Massive SOAR 2.0 fund proposal taking center stage at the Capitol


If you’ll excuse the pun, the question “soaring” over the state Capitol these days is a pot of money called the SOAR Fund that the governor’s administration uses to grease the wheels for big economic projects.

General Motors’ planned Blue Oval Project is getting some love from this Strategic Outreach and Attraction Reserve Fund. So is the planned Gotion advanced EV battery plant up in Big Rapids, as is Ford, and the Hemlock semiconductor.

They’ve all benefited from more than $2 billion in taxpayer money, and it’s supposed to be ending. With the next budget, the last $500 million is supposed to be spent ... but will it be?

The Governor's Office and House Speaker Joe Tate, D-Detroit, are working behind the scenes to marshal support in the House for a new 10-year, $6 billion SOAR revamp that dedicates annual allotments for transit, housing and local “placemaking.”

Among the package's main supporters are General Motors and billionaire developer Dan Gilbert of Rock Ventures LLC. General Motors is moving its headquarters out of Detroit’s landmark building, the Renaissance Center, into some rental property.

▶ ACTION ITEM
According to the SOAR Fund article, why is the fund expected to end? Explain in one to three sentences.

▶ Dataset entries
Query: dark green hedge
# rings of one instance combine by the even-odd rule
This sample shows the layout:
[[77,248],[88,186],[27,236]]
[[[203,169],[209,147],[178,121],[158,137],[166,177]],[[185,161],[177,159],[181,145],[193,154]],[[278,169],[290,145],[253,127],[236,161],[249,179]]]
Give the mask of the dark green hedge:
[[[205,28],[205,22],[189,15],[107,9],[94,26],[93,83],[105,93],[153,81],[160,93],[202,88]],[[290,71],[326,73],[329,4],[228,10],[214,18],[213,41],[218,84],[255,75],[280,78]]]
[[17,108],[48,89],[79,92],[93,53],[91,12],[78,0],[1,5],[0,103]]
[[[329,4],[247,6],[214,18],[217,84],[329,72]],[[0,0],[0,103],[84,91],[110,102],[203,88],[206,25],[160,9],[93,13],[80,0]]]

▶ EXERCISE OUTPUT
The fund is expected to end because its last $500 million is supposed to be spent with the next budget. By then, more than $2 billion in taxpayer money will already have gone to projects such as General Motors' Blue Oval Project, the Gotion battery plant, Ford and the Hemlock semiconductor.